Page extract:
[START]
What I don't understand yet is, why do we need to know the new hash ids at all? If we come across an old hash-id, aren't we just interested in finding the commitdiff (and possibly neighbor commits) it refers to? [...]
We could even check in the ID→ID mapping in the repo and have a easy to discover ./testsuite/lookup-old-id script so that this is even less an annoyance.
PS: What happens if we set up replace objects in the git repo that cgit and trac are using: https://www.kernel.org/pub/software/scm/git/docs/git-replace.html Would that make the old links still work?
That feature sounds *very* interesting to our problem at hand as it effectively allows to hide the real new SHA1 ids for the over 6000 "historic" testsuite commits (or put differently, it allows use to embed the oldid-newid mapping at the Git meta-data level); I'll experiment with 'git replace' to see if it could really work in our use-case. Cheers, hvr

Hi, Am Montag, den 09.12.2013, 10:04 +0100 schrieb Herbert Valerio Riedel:
But in contrast to the mailing list link issue, even if we rewrite the testsuite before merging, it will be possible, although a bit more tedious, to look up the corresponding new hash.
[END]
Reproduce the stretch of the Git hash-ID thread from "PS: What happens" through "corresponding new hash.", word for word.

Dataset rows:
[START]
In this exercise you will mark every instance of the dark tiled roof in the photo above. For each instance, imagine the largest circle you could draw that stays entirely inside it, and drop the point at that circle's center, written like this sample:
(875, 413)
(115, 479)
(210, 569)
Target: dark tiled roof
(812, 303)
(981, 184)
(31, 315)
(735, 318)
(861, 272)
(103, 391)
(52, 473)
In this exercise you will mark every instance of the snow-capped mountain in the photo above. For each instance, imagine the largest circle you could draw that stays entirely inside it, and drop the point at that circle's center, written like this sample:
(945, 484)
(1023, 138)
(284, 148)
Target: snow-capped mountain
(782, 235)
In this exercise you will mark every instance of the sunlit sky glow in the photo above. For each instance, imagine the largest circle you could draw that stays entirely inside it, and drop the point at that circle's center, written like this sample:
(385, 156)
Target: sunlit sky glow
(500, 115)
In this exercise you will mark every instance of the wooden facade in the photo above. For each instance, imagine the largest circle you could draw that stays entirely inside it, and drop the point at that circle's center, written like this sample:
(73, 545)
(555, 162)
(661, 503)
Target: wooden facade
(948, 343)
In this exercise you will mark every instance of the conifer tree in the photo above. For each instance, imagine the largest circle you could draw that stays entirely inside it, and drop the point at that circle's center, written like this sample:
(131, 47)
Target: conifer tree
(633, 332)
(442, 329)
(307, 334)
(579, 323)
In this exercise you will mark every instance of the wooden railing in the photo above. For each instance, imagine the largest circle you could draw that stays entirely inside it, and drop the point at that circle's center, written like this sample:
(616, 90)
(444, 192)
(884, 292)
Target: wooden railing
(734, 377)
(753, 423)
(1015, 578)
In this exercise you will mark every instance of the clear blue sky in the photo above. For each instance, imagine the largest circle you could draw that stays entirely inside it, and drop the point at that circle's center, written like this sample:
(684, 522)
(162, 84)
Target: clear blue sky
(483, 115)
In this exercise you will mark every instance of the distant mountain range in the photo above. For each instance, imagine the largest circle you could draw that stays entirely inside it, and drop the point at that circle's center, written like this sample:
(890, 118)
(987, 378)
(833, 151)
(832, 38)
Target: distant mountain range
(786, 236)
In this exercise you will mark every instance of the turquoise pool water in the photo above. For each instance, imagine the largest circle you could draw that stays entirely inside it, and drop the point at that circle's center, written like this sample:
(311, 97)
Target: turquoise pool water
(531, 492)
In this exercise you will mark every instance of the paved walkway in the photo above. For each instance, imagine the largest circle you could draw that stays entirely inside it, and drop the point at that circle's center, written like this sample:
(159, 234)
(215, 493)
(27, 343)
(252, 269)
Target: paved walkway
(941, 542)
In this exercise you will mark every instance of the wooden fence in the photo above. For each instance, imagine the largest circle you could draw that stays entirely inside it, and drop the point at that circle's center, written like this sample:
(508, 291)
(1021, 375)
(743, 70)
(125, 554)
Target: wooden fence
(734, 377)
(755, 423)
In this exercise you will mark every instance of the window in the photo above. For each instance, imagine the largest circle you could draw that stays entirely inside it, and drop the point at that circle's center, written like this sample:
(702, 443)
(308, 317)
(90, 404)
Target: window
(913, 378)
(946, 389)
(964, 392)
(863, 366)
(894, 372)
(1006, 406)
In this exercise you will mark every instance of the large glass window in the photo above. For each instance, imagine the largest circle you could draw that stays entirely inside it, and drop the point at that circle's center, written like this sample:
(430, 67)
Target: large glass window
[END]
The solution:
PS: What happens if we set up replace objects in the git repo that cgit and trac are using: https://www.kernel.org/pub/software/scm/git/docs/git-replace.html Would that make the old links still work?
That feature sounds *very* interesting to our problem at hand as it effectively allows to hide the real new SHA1 ids for the over 6000 "historic" testsuite commits (or put differently, it allows use to embed the oldid-newid mapping at the Git meta-data level); I'll experiment with 'git replace' to see if it could really work in our use-case. Cheers, hvr

Hi, Am Montag, den 09.12.2013, 10:04 +0100 schrieb Herbert Valerio Riedel:
But in contrast to the mailing list link issue, even if we rewrite the testsuite before merging, it will be possible, although a bit more tedious, to look up the corresponding new hash.